╭─ TEXTO FORNECIDO

Já o TCU reprovou as contas de 2014
da presidente e recomendou ao Congresso que faça o mesmo. Dilma foi formalmente
acusada de usar bancos públicos para cobrir despesas da União, o que é proibido
por lei - pouco antes, o STF havia negado pedido do Planalto para suspender o
relator do caso, ministro Augusto Nardes. Há dois meses, amargando a pior
avaliação popular da história, a presidente afastou seus ministros mais
próximos e nomeou pessoas ligadas a Lula e ao PMDB. Na semana seguinte, sofreu
duas derrotas na Câmara.
Com o país mergulhado na crise
política, o vendaval econômico não deu trégua. Nesta terça-feira o IBGE
informou que Entre janeiro e setembro, o Produto Interno Bruto (PIB) brasileiro
encolheu 3,2%. Esse é o pior desempenho da economia brasileira para esse
período desde o início da série histórica, em 1996.

╰─
╭─ MATERIAL FORNECIDO

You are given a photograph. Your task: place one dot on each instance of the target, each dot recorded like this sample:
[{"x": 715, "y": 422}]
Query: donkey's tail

╰─

▶ _TAREFAS PROPOSTAS_:
(A) De acordo com o texto sobre a crise política e econômica, quanto encolheu o PIB brasileiro entre janeiro e setembro?
(B) Retome o texto sobre a crise política e econômica do Brasil, prosseguindo a partir de sua última frase.
Os dados constituem material à parte, independente do texto.

▶ _RESPOSTAS CORRESPONDENTES_:
(A) O PIB brasileiro encolheu 3,2%.

(B)
Reportagem de VEJA publicada no
início deste mês revelou que o vice-presidente Michel Temer (PMDB) se prepara
para a possibilidade, cada dia mais real, de Dilma Rousseff ser afastada do
poder. Temer já conversa com políticos, juristas e empresários enquanto traça
um plano para si e para o Brasil pós-Dilma.
Sem apoio popular nem parlamentar,
diante de um cenário de recessão e inflação, a presidente Dilma já há muito não
governa - apenas se sustenta no cargo. Agora, contudo, ficará mais difícil
fazê-lo até 2018.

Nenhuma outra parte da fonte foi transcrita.